--- Start of Passage given ---
AI Extensions: Evals

What are AI Evals?

There are two things in one:

It is a way to show users of AI extension how to use it and what it can do. Users will see suggested prompts when they @-mention your extension:
It is a way for developers to test that the AI Extension works reliably. It is like integration tests, but for AI: it allows to iterate on AI extension implementation and prompts and ensure that previously tested scenarios aren't broken:

Structure

AI eval consists of 3 parts:

input is a text prompt that you expect from users of your AI Extension. It should include @ mention the name of your extension (name from package.json)
mocks – mocked results of tool calls. It is required to give AI the context, i.e. if you write an eval for @todo-list What are my todos? you need to provide the actual list in get-todos mock.
expected – array of expectations, similar to expect statements in unit / integration tests (you’ll find the list of all supported expectations below)
--- End of Passage given ---
--- Start of Dataset extract ---
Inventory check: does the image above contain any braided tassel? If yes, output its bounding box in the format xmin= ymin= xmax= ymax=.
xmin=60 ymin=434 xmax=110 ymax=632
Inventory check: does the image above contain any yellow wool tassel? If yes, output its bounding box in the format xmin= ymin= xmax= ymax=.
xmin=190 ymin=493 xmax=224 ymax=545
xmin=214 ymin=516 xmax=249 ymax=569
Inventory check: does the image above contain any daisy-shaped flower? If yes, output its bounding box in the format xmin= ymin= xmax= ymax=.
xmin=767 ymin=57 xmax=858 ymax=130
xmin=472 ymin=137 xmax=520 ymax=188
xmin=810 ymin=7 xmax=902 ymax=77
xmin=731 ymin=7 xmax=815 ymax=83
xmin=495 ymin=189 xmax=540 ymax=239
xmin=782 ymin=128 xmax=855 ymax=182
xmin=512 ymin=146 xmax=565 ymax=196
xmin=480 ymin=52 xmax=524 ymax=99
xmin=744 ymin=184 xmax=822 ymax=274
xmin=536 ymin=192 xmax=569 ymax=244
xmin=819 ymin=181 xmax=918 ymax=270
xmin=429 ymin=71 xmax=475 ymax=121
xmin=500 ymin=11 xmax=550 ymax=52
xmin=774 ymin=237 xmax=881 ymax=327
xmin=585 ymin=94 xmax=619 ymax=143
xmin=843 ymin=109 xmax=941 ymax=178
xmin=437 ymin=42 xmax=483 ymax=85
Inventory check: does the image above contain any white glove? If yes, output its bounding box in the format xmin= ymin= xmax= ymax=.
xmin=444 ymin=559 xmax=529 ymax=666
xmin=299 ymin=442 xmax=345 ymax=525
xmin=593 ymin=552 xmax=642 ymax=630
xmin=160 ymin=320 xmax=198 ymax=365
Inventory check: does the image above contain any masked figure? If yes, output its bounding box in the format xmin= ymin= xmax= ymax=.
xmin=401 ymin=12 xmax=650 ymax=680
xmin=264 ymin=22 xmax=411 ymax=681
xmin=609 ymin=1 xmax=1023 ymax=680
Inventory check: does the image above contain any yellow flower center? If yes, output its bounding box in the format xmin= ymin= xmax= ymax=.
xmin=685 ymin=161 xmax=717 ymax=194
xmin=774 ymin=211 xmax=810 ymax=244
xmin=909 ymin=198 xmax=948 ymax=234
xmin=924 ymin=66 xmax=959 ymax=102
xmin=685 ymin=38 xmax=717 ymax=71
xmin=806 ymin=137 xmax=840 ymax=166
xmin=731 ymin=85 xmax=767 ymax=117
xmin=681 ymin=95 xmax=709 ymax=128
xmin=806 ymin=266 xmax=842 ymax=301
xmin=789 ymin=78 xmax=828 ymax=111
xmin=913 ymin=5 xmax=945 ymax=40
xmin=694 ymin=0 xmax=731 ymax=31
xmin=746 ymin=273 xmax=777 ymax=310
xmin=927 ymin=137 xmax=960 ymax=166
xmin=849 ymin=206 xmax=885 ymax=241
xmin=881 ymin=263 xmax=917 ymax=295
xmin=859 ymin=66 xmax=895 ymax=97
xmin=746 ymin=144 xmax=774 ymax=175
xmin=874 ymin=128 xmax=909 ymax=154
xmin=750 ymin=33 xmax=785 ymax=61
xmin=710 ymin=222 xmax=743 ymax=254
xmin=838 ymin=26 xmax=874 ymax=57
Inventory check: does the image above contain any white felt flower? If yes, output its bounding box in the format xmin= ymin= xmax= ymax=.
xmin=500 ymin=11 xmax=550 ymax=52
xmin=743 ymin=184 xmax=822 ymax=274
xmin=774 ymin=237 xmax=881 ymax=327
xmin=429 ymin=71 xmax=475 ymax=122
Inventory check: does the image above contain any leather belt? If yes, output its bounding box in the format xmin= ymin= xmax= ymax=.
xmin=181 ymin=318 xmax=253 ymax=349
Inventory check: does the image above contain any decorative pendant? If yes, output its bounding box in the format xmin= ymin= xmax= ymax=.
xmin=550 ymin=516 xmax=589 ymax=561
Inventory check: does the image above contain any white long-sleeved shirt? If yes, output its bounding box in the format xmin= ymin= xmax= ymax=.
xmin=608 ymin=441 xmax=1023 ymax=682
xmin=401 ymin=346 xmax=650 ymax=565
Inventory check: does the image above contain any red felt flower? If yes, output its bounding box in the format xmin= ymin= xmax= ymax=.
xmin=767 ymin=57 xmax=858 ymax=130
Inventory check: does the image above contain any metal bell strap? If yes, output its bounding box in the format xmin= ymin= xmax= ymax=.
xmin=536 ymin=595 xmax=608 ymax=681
--- End of Dataset extract ---
### What is asked
A. According to the AI Evals page, what should the input prompt include?
B. Quote the AI Evals page from "What are AI" up to and including "(name from package.json)".

### Written answers
A. It should include an @ mention of the extension's name, taken from package.json.

B.
What are AI Evals?

There are two things in one:

It is a way to show users of AI extension how to use it and what it can do. Users will see suggested prompts when they @-mention your extension:
It is a way for developers to test that the AI Extension works reliably. It is like integration tests, but for AI: it allows to iterate on AI extension implementation and prompts and ensure that previously tested scenarios aren't broken:

Structure

AI eval consists of 3 parts:

input is a text prompt that you expect from users of your AI Extension. It should include @ mention the name of your extension (name from package.json)